Selected excerpt:
— Start —

Windy is a nightmare!! She looks a lot like a man! There's a lump in her throat and a brow that borders on neanderthal!! The detail is soft and rough.:freak: I know it sounds like contradiction, but I can't think of another way to describe it. I've been told by more than one person that it's the norm for JF kits, so I probably based my observations on others opinions, plus having those observations confirmed by Windy. 
Maybe I've just been spoilt.....

Chris.


----------



## John P (Sep 1, 1999)

This was a _very _decent Flintstone kit:
http://www.inpayne.com/models/batgirl1.html


----------



## Dave Hussey (Nov 20, 1998)

1. Styrene Proteus with a diorama base.

2. And a styrene Cora Peterson. I know there is a nice resin kit, but the hairstyle is different from the way she appeared in the film and looks "wrong" to me. Maybe I'll see if I can redo the hair on that resin kit!!!

3. Martian War Machine sailing over city buildings and street, George Pal.

4. Enough spare time and money to buy and build all the great kits that Moebius has issued or announced to date!

Huzz


----------



## toyroy (Jul 17, 2005)

— End —

Problem to solve:
In the forum thread about model kits, what reason does Dave Hussey give for disliking the resin Cora Peterson kit?

Information supplied:
— Start —

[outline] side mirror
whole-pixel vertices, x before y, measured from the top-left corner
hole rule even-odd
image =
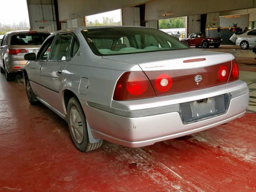
[[[36,59],[36,55],[35,53],[29,53],[25,54],[24,59],[27,61],[35,61]]]

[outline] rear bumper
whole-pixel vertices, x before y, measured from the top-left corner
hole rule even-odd
[[[246,84],[241,81],[229,84],[227,84],[227,86],[232,87],[232,91],[224,92],[224,90],[221,93],[232,94],[225,113],[189,124],[184,124],[178,112],[170,110],[176,110],[177,105],[182,102],[172,104],[173,107],[166,107],[171,106],[168,105],[135,110],[115,108],[112,111],[106,111],[108,110],[107,108],[112,110],[113,108],[104,106],[99,109],[98,105],[94,106],[92,103],[84,101],[80,102],[94,137],[102,138],[128,147],[139,147],[205,130],[242,116],[248,105],[248,88]],[[226,86],[227,85],[225,86]],[[243,87],[241,88],[241,86]],[[223,86],[218,87],[223,88]],[[216,91],[216,88],[204,90],[204,91],[209,93],[209,97],[205,98],[211,97],[214,93],[217,94],[215,96],[220,94],[218,91],[214,93],[211,92]],[[194,95],[196,95],[197,92],[200,91],[202,90],[192,92]],[[187,95],[187,98],[191,98],[189,93],[183,94],[182,96],[180,96],[183,97]],[[200,99],[200,97],[198,98]],[[186,100],[184,101],[187,102]],[[171,101],[168,102],[171,103]],[[157,114],[154,115],[154,113]]]
[[[24,56],[8,54],[8,59],[5,62],[7,71],[9,73],[22,71],[27,62]]]

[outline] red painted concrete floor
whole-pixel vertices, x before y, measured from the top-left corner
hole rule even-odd
[[[105,142],[82,153],[19,82],[0,75],[0,191],[256,191],[255,114],[146,147]]]

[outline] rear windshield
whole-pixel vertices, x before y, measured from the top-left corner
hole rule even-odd
[[[126,54],[190,48],[170,35],[146,28],[89,29],[82,33],[94,54]]]
[[[42,45],[44,40],[50,35],[47,33],[22,33],[13,35],[11,45]]]

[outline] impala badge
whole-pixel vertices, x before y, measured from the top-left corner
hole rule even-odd
[[[198,82],[203,79],[203,78],[200,75],[197,75],[195,77],[195,81],[196,82]]]

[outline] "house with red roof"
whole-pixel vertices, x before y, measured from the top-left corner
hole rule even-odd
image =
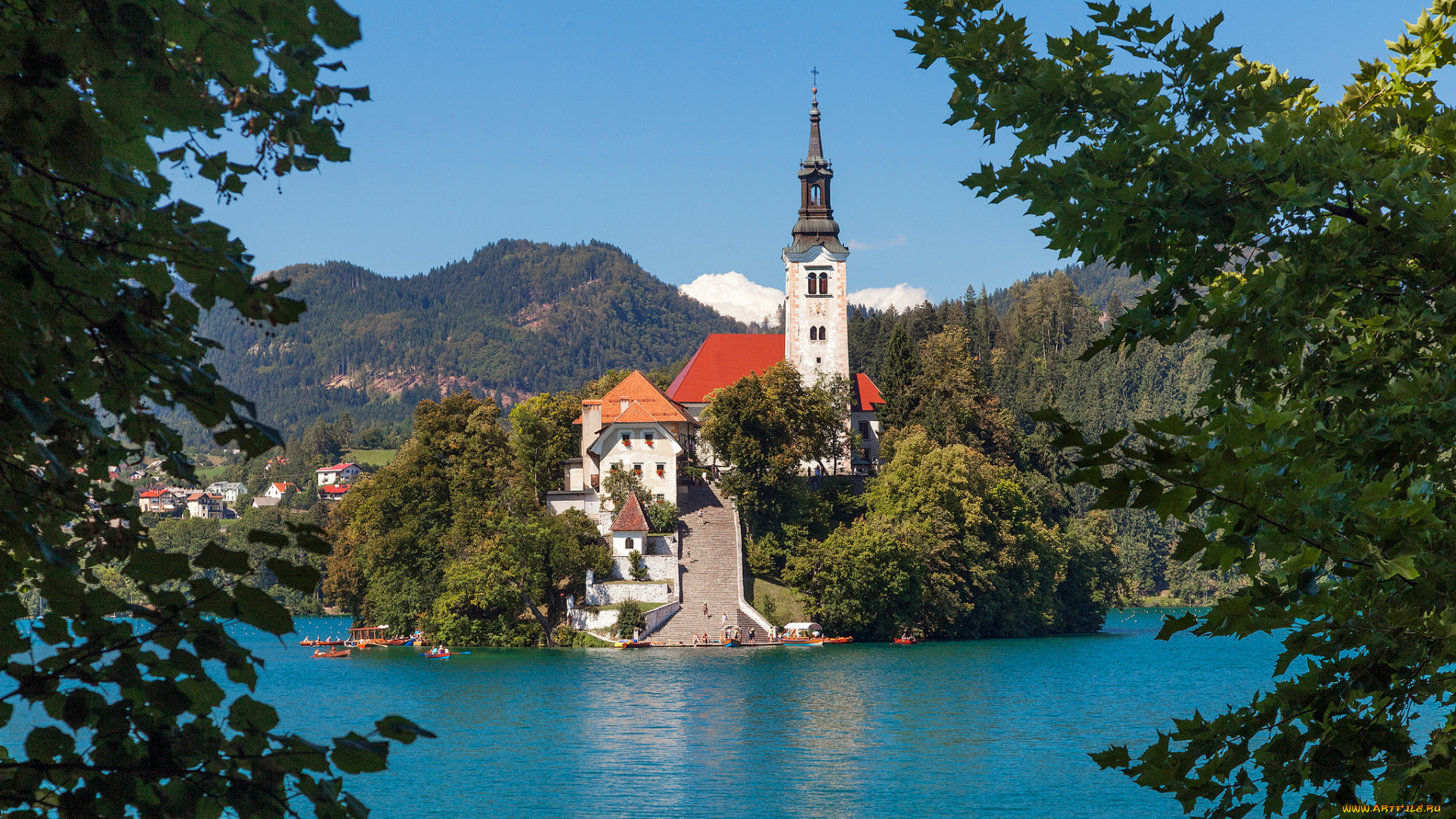
[[[358,463],[335,463],[333,466],[314,469],[314,475],[317,475],[316,484],[320,487],[352,484],[358,479],[360,472],[363,472],[363,469],[360,469]]]
[[[655,497],[677,503],[677,475],[687,458],[696,453],[700,463],[713,462],[696,440],[697,420],[713,391],[750,373],[761,375],[779,361],[794,364],[810,385],[821,379],[849,382],[849,431],[859,439],[850,468],[856,474],[874,471],[884,398],[868,375],[849,369],[849,249],[839,240],[830,207],[833,176],[824,159],[815,92],[808,157],[798,171],[799,216],[780,254],[785,332],[709,335],[665,393],[633,372],[600,401],[582,401],[577,420],[581,458],[566,462],[565,490],[547,493],[552,509],[604,512],[601,478],[612,469],[633,471]],[[826,468],[833,466],[805,463],[805,469]]]

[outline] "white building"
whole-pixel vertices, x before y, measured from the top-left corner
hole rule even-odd
[[[317,475],[317,485],[332,487],[335,484],[347,487],[352,484],[363,469],[357,463],[335,463],[333,466],[323,466],[314,471]]]

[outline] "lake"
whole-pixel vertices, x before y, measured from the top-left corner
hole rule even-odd
[[[821,648],[415,648],[314,660],[246,632],[258,698],[309,739],[395,713],[440,734],[348,777],[419,816],[1182,816],[1088,758],[1267,688],[1278,643],[1102,634]],[[1181,614],[1181,611],[1172,611]],[[338,634],[339,618],[300,618]]]

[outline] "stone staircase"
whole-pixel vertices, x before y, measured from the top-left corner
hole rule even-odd
[[[683,608],[649,638],[692,646],[693,634],[718,637],[727,614],[728,622],[737,624],[745,637],[753,628],[760,643],[767,641],[763,625],[738,608],[743,568],[732,501],[712,487],[692,485],[678,488],[677,504],[683,510],[677,557]],[[708,616],[703,616],[703,603],[708,603]]]

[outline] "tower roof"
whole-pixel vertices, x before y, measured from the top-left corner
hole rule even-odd
[[[810,103],[810,153],[799,163],[799,220],[794,223],[794,242],[783,249],[786,254],[802,254],[815,245],[823,245],[831,254],[847,254],[839,242],[839,223],[830,207],[828,185],[834,178],[830,162],[824,159],[824,140],[818,130],[818,89]]]
[[[612,522],[613,532],[646,532],[646,514],[642,514],[642,504],[636,500],[636,493],[628,495],[622,504],[622,512]]]

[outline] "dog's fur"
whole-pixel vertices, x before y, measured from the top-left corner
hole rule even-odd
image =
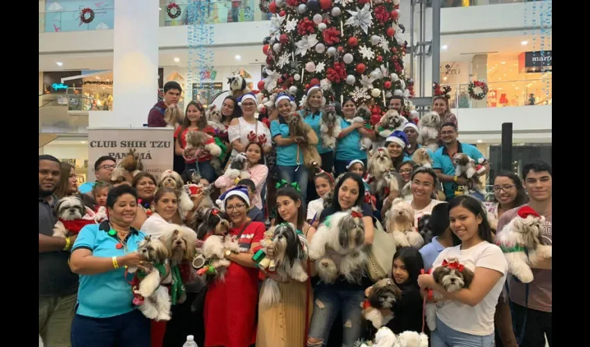
[[[357,112],[355,114],[355,117],[353,118],[353,124],[362,123],[369,121],[371,119],[371,110],[364,105],[361,105],[357,108]],[[361,136],[360,149],[361,151],[369,151],[373,147],[373,141],[369,137]]]
[[[530,283],[534,279],[530,269],[532,264],[552,257],[553,247],[541,241],[541,228],[544,222],[543,216],[529,214],[525,218],[516,216],[496,236],[496,244],[505,251],[508,272],[523,283]],[[525,248],[528,256],[524,251],[505,251],[514,246]]]
[[[457,262],[455,258],[446,260],[449,263]],[[473,271],[463,267],[463,271],[452,269],[448,265],[439,265],[432,271],[435,282],[442,286],[448,293],[454,293],[462,288],[469,288],[473,280]],[[437,307],[442,305],[440,301],[444,298],[442,294],[434,291],[432,292],[433,302],[426,303],[425,308],[426,324],[430,331],[437,330]],[[438,302],[438,303],[437,303]]]
[[[375,125],[375,133],[384,139],[387,139],[396,130],[403,130],[403,119],[395,110],[386,112],[379,123]]]
[[[339,274],[349,282],[360,280],[366,266],[363,251],[364,223],[360,209],[332,214],[317,229],[310,244],[309,256],[315,260],[320,278],[333,283]]]
[[[394,304],[401,298],[401,289],[396,285],[391,278],[383,278],[379,280],[373,285],[373,288],[366,301],[369,305],[361,303],[362,308],[362,316],[373,323],[373,326],[379,329],[389,321],[393,319],[393,314],[384,316],[381,314],[379,309],[394,307]]]
[[[340,117],[336,114],[335,105],[330,103],[325,107],[319,119],[319,136],[322,146],[336,148],[336,139],[340,135],[341,131]]]
[[[147,261],[152,264],[166,264],[168,257],[168,250],[161,241],[147,235],[140,242],[137,253],[143,255]],[[129,267],[129,273],[135,273],[137,268]],[[170,296],[168,289],[160,285],[162,276],[155,267],[146,273],[140,282],[139,287],[135,291],[135,294],[144,297],[144,303],[140,305],[140,310],[144,316],[156,321],[170,320]]]
[[[414,228],[414,208],[402,198],[391,203],[391,208],[385,213],[387,230],[392,232],[396,247],[412,246],[420,248],[424,239]]]
[[[418,121],[418,142],[433,153],[439,148],[439,131],[441,117],[432,111],[426,113]]]
[[[485,196],[485,188],[477,175],[475,160],[464,153],[457,153],[453,156],[453,164],[455,176],[467,179],[467,189],[470,192],[475,191]]]
[[[416,149],[412,155],[412,161],[421,167],[432,167],[432,158],[428,153],[428,150],[424,147]]]
[[[303,154],[303,164],[310,169],[313,167],[314,162],[321,165],[321,157],[317,151],[318,139],[316,132],[303,121],[303,118],[297,112],[292,113],[287,122],[289,124],[289,136],[291,138],[303,138],[303,142],[299,144],[299,148]]]
[[[128,174],[132,175],[133,177],[137,174],[144,170],[144,164],[140,158],[138,153],[135,149],[130,149],[129,153],[119,163],[117,167],[112,170],[110,174],[110,180],[113,182],[120,182],[125,178]]]
[[[307,239],[297,234],[295,226],[292,223],[283,223],[269,230],[273,237],[271,240],[264,239],[262,246],[274,251],[276,274],[282,280],[292,278],[298,282],[307,280],[302,262],[307,258]],[[260,305],[267,309],[280,302],[281,294],[278,284],[269,278],[262,283],[262,296]]]

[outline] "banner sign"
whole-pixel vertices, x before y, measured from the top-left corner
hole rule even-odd
[[[103,155],[117,160],[130,150],[140,155],[144,171],[158,179],[174,162],[174,129],[167,128],[88,128],[88,177],[94,177],[94,162]]]

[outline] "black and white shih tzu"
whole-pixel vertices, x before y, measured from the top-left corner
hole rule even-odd
[[[435,282],[441,285],[447,292],[454,293],[469,287],[473,280],[473,271],[460,264],[455,258],[445,259],[432,271],[432,277]],[[443,298],[442,294],[432,291],[432,301],[426,303],[426,324],[430,331],[437,330],[437,308],[444,305],[440,302]]]
[[[143,255],[152,265],[165,265],[167,264],[168,250],[166,246],[158,239],[146,235],[140,242],[136,251]],[[137,267],[128,267],[127,272],[135,273]],[[142,270],[143,272],[143,270]],[[155,266],[151,267],[149,272],[140,282],[139,287],[134,289],[136,294],[143,297],[143,303],[139,309],[144,316],[156,321],[170,320],[170,296],[168,289],[160,285],[163,278]],[[139,276],[141,278],[141,276]]]
[[[362,214],[353,207],[326,219],[312,239],[308,254],[324,282],[333,283],[339,274],[358,282],[366,266],[364,244]]]
[[[396,285],[393,280],[379,280],[373,285],[369,297],[360,304],[362,316],[372,323],[373,326],[379,329],[394,318],[393,312],[389,316],[383,316],[380,309],[391,309],[401,298],[401,289]]]
[[[295,226],[290,223],[279,224],[269,232],[272,232],[272,239],[264,239],[261,244],[265,248],[273,251],[276,274],[281,280],[288,278],[298,282],[307,280],[307,273],[302,264],[307,259],[307,239],[297,234]],[[270,278],[264,280],[262,291],[261,307],[268,308],[280,302],[280,289],[274,280]]]

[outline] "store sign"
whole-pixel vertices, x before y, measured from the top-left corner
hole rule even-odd
[[[552,51],[523,52],[519,56],[519,71],[521,72],[545,72],[552,71]]]
[[[94,177],[94,162],[100,157],[110,155],[119,162],[134,149],[144,171],[158,179],[162,172],[172,169],[174,131],[164,128],[89,128],[88,177]]]
[[[60,89],[67,89],[67,85],[65,85],[63,83],[53,83],[51,87],[53,88],[53,90],[59,90]]]

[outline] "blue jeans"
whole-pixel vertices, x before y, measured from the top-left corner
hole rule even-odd
[[[328,344],[328,337],[334,321],[342,314],[342,346],[352,347],[359,339],[362,331],[360,303],[364,300],[364,290],[334,288],[319,284],[314,289],[314,312],[310,321],[308,337]]]
[[[494,347],[494,333],[472,335],[448,327],[437,317],[437,330],[430,335],[431,347]]]
[[[139,310],[108,318],[76,314],[71,321],[71,347],[149,347],[150,326]]]
[[[299,189],[301,191],[301,201],[305,203],[305,196],[307,194],[307,181],[310,179],[310,171],[304,165],[284,167],[278,165],[278,177],[280,180],[285,180],[289,184],[296,182],[299,184]],[[296,171],[295,169],[297,169]]]
[[[203,178],[206,178],[209,183],[213,183],[217,179],[217,174],[215,174],[215,169],[211,166],[210,162],[199,162],[198,163],[195,162],[185,164],[185,172],[190,170],[196,171],[199,176]]]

— End —

Final result:
Its hairstyle differs from the way she appeared in the film, so it looks "wrong" to him.